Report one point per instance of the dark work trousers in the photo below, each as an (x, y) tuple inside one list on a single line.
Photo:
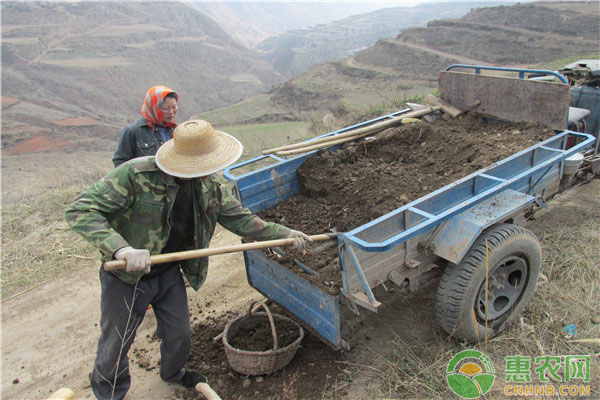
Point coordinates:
[(166, 292)]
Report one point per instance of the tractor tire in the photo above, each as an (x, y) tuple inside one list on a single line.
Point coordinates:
[(514, 265)]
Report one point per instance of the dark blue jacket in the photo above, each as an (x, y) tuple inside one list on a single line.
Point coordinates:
[(136, 140)]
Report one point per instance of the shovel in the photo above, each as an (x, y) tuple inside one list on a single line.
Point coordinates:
[(189, 254)]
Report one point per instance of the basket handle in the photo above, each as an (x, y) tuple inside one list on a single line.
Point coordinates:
[(261, 303)]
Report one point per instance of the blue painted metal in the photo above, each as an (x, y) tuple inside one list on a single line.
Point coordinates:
[(266, 186), (359, 272), (521, 71), (317, 309), (455, 236), (456, 212), (515, 172)]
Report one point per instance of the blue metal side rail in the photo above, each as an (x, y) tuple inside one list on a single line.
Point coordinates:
[(266, 186), (520, 172), (478, 68)]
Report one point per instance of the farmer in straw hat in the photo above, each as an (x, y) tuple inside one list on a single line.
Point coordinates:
[(160, 204)]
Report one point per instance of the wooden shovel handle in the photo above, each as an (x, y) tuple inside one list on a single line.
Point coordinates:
[(186, 255), (207, 391)]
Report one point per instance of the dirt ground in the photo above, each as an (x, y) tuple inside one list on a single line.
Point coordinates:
[(345, 189), (49, 334)]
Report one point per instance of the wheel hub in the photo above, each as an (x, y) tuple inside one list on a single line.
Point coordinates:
[(506, 283)]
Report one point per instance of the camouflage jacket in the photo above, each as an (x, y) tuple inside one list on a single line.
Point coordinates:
[(131, 206)]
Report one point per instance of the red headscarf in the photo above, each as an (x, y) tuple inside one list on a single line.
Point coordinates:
[(152, 104)]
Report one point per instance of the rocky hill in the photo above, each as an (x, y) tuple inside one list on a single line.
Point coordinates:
[(95, 60), (252, 22), (295, 51), (393, 69)]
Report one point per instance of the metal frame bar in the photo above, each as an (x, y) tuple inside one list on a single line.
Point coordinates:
[(521, 71), (352, 236)]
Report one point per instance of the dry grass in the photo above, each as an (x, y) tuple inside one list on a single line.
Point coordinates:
[(37, 244)]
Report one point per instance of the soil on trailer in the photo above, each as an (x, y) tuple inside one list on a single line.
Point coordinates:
[(364, 180)]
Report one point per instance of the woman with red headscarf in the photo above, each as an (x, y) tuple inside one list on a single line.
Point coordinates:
[(144, 137)]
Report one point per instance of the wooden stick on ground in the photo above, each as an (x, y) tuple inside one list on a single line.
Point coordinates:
[(186, 255), (353, 134), (207, 391)]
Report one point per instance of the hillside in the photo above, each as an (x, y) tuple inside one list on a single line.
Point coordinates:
[(252, 22), (405, 66), (95, 60), (295, 51)]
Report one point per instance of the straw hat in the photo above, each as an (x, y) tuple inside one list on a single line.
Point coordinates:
[(197, 150)]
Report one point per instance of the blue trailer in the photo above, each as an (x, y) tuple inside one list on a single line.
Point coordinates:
[(458, 224)]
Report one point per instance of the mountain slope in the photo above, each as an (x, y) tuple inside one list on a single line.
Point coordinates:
[(407, 65), (97, 59), (252, 22)]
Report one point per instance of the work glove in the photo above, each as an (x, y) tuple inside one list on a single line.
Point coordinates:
[(301, 240), (137, 259)]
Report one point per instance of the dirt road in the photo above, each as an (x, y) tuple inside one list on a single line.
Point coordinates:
[(49, 334)]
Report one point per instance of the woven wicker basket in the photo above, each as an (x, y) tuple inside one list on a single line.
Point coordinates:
[(259, 362)]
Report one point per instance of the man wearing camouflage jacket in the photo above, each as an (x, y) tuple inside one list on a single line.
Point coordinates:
[(153, 205)]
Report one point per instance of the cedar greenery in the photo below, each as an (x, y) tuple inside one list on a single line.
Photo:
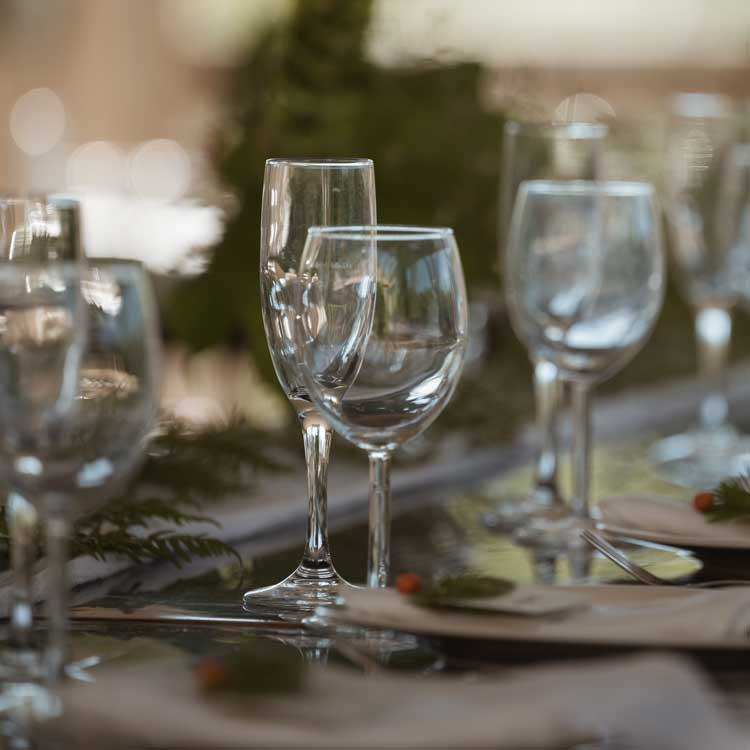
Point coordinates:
[(185, 469)]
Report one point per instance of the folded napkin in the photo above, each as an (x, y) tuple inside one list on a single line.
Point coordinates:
[(665, 518), (628, 615), (655, 702)]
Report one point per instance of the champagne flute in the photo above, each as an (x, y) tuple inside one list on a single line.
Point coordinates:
[(42, 338), (384, 346), (701, 137), (117, 404), (298, 194), (584, 278), (36, 229), (551, 151)]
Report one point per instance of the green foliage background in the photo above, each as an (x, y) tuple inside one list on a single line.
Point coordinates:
[(307, 89)]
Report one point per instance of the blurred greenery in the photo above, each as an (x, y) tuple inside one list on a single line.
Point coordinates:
[(307, 89)]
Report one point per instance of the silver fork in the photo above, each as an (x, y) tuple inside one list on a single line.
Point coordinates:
[(640, 573)]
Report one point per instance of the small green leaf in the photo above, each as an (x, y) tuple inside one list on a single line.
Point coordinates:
[(731, 500), (464, 586)]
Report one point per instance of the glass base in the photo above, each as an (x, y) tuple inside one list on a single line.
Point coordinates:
[(298, 595), (553, 534), (26, 704), (21, 665), (516, 511), (700, 459)]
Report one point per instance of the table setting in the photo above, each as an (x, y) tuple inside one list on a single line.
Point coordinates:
[(580, 588)]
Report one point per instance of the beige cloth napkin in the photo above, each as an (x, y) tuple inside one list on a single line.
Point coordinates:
[(639, 615), (659, 516), (655, 702)]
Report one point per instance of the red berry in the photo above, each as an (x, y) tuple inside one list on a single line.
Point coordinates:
[(703, 502), (408, 583), (211, 673)]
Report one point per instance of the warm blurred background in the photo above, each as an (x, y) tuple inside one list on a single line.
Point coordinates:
[(159, 115)]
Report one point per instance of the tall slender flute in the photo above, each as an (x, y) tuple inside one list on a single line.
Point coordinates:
[(35, 229), (564, 151), (298, 194)]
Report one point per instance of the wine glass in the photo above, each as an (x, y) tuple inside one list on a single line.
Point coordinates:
[(42, 337), (702, 132), (551, 151), (298, 194), (117, 404), (37, 229), (584, 278), (735, 189), (383, 352)]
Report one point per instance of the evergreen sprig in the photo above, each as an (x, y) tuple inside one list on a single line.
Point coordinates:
[(731, 500), (185, 469)]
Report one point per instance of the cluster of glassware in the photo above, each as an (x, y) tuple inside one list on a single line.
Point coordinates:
[(584, 281), (367, 328), (79, 390)]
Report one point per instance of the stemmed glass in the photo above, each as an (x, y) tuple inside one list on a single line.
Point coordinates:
[(117, 404), (381, 363), (42, 337), (550, 151), (36, 229), (298, 194), (701, 137), (584, 278)]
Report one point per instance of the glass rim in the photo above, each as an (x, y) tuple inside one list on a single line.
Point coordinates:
[(701, 105), (557, 129), (382, 232), (311, 163), (615, 188)]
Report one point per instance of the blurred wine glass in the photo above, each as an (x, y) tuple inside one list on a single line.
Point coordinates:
[(536, 151), (298, 194), (35, 229), (584, 278), (385, 320), (702, 210), (42, 337), (117, 402)]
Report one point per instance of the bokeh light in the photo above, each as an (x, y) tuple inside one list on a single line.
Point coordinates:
[(160, 169), (99, 165), (37, 121)]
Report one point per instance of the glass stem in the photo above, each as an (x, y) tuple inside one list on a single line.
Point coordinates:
[(57, 532), (379, 547), (713, 333), (22, 520), (581, 449), (317, 436), (547, 388)]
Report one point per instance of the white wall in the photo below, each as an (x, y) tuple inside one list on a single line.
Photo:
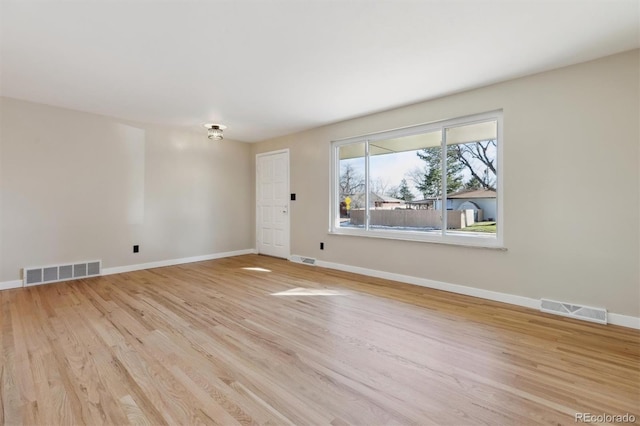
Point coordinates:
[(77, 186), (570, 135)]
▬▬▬
_Task instructions_. Check each line of the records for the word "flute" and extract those that contain it.

_Reply_.
Report one point per instance of the champagne flute in the photo above, each as an (x, y) tuple inside one list on a single line.
Report one point per instance of the tall slender flute in the photo above, each as an (x, y) tuple inside one list on a single line.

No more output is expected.